TASK GOAL -
Reproduce the items from the line containing "Target: paving slab" through the end of the items, both ends included and requests retained. Multiply every coordinate in the answers by 0.8, rounding to whole numbers with halves rounded up, and omit the pictures.

PROVIDED RECORDS -
•••

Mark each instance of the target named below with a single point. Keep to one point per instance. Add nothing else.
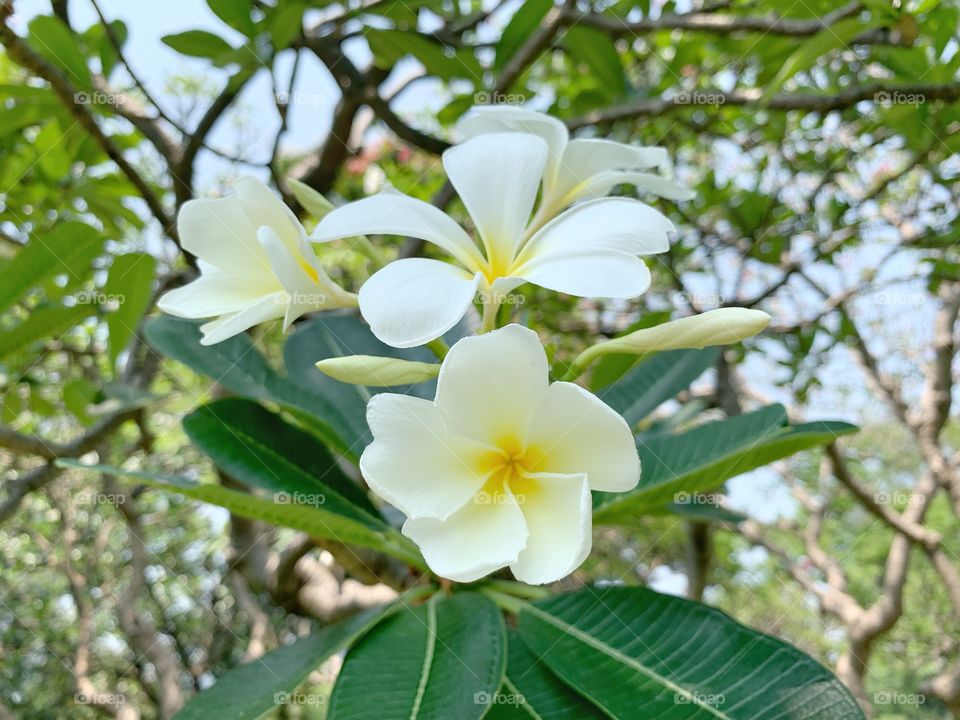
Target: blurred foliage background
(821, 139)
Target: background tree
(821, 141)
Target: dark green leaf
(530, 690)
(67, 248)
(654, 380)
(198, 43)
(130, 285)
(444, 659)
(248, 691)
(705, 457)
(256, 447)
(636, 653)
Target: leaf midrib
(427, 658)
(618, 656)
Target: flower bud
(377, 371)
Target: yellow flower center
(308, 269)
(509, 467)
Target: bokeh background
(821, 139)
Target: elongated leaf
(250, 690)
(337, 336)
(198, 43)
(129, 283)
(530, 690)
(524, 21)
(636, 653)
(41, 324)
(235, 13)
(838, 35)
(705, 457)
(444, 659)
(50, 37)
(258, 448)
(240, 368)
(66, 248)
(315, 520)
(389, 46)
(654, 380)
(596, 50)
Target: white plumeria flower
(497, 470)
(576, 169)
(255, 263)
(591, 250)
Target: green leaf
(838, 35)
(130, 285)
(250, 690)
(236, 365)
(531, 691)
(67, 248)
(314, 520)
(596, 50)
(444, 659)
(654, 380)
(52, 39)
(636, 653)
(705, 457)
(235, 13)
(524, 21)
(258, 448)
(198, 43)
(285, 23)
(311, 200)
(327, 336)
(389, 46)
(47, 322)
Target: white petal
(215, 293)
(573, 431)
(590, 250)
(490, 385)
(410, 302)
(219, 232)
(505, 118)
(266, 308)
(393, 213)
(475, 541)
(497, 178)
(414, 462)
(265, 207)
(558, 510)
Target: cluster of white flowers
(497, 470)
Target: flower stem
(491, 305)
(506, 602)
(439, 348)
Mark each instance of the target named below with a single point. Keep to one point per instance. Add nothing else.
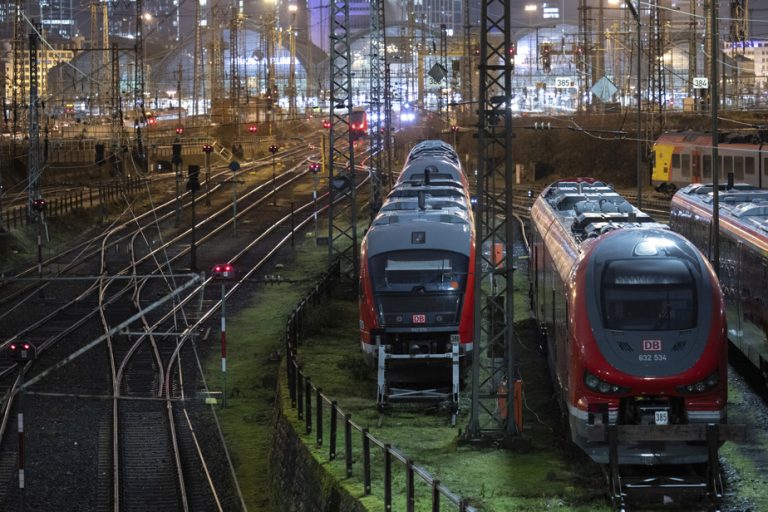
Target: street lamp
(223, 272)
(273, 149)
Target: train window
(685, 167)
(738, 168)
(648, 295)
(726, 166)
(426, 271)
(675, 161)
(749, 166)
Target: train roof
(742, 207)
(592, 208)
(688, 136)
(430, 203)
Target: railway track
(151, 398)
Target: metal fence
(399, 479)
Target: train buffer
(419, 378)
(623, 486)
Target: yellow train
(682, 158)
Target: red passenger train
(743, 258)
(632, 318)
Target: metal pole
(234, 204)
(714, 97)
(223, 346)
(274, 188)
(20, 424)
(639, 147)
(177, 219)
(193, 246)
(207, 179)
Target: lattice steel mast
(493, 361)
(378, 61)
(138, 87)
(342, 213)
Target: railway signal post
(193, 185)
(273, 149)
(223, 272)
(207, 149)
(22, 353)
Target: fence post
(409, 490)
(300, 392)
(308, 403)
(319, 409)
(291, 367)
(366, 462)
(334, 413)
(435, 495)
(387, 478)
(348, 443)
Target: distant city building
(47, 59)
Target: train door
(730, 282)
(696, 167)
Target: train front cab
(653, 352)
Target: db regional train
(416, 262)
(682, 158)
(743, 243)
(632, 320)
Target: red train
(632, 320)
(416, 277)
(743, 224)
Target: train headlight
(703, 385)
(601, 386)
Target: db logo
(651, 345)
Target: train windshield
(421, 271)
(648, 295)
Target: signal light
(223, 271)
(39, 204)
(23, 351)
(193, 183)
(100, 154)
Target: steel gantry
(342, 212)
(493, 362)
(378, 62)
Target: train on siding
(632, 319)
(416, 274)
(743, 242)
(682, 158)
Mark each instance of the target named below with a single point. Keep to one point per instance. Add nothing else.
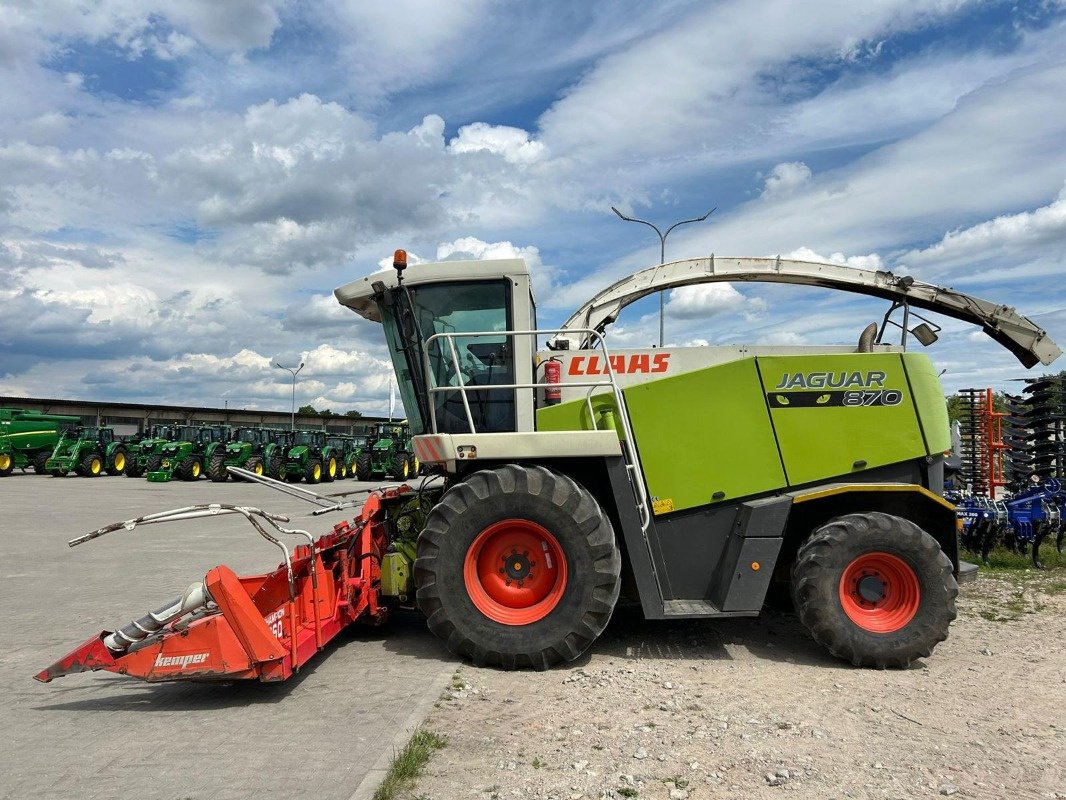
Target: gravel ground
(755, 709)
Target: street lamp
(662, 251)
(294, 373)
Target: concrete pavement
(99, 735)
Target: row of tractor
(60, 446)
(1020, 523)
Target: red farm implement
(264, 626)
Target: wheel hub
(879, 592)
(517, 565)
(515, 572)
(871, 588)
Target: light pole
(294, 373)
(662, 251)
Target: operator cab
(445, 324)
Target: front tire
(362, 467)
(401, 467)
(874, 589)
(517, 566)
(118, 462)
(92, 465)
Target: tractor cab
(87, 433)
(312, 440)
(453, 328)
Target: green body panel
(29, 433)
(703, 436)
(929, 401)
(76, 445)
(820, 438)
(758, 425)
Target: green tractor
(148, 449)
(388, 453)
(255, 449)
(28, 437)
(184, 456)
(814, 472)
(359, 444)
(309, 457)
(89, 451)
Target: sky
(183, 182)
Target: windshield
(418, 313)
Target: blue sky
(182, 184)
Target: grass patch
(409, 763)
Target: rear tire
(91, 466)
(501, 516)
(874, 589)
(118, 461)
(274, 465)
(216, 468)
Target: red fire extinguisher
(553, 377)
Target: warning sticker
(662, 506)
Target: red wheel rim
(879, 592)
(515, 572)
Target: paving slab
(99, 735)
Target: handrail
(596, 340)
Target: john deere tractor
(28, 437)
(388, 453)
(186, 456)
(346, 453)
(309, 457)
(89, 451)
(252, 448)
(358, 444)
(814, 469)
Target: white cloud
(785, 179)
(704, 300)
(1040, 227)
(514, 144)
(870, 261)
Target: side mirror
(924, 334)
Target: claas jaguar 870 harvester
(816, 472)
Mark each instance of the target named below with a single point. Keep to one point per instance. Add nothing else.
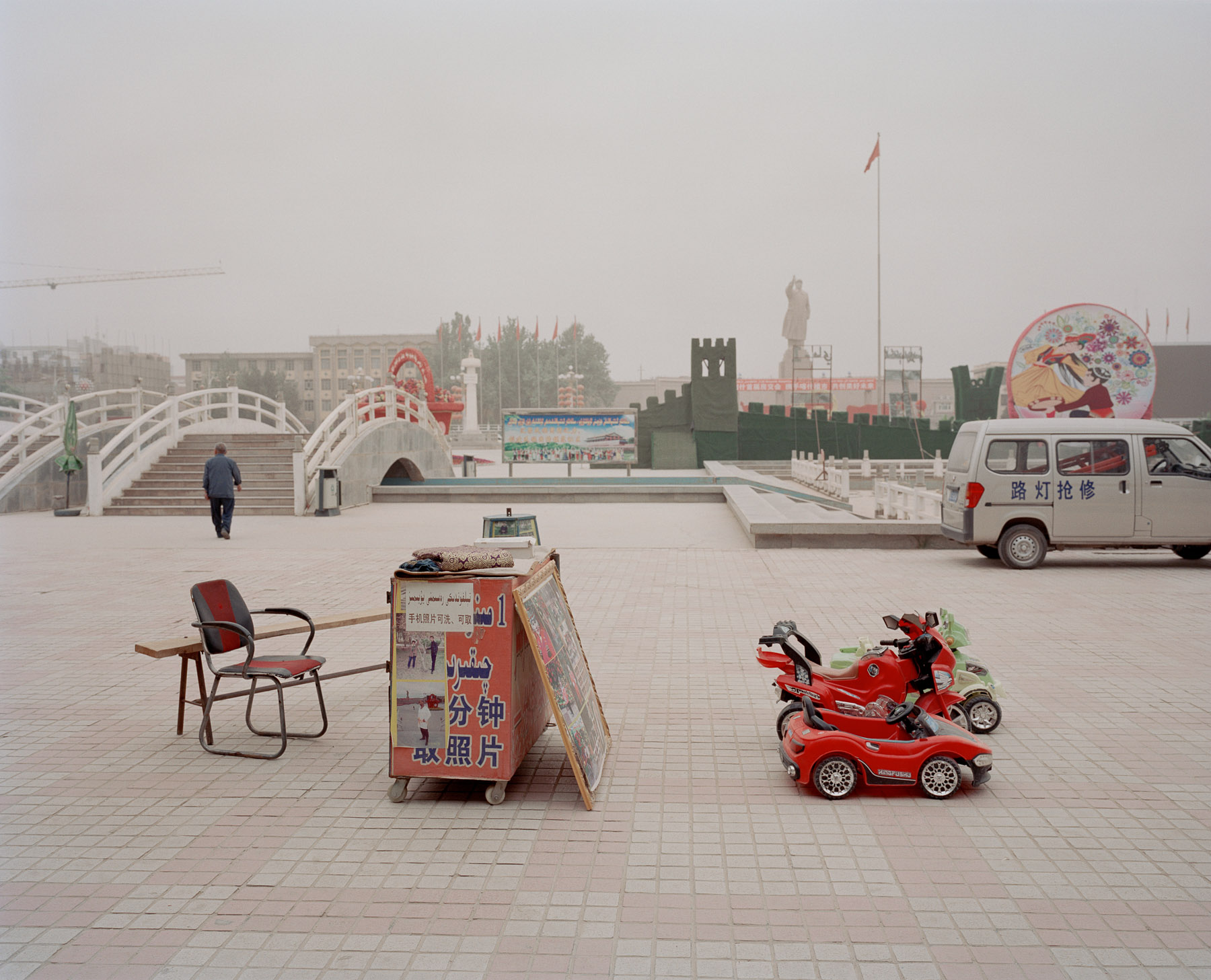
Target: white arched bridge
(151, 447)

•••

CORRECT RESULT -
Target: paving slab
(79, 588)
Target: handrail
(477, 272)
Target: john deere tractor
(22, 350)
(310, 362)
(149, 365)
(277, 362)
(247, 366)
(71, 361)
(202, 358)
(286, 355)
(651, 375)
Target: white cloud
(628, 143)
(563, 240)
(832, 182)
(411, 115)
(696, 209)
Target: side mirror
(739, 267)
Target: claas jaguar 870 harvester
(653, 378)
Mark each instance of the target named below with a single point. Keep to one point per instance. Add nothing else.
Target: white arched bridge
(121, 358)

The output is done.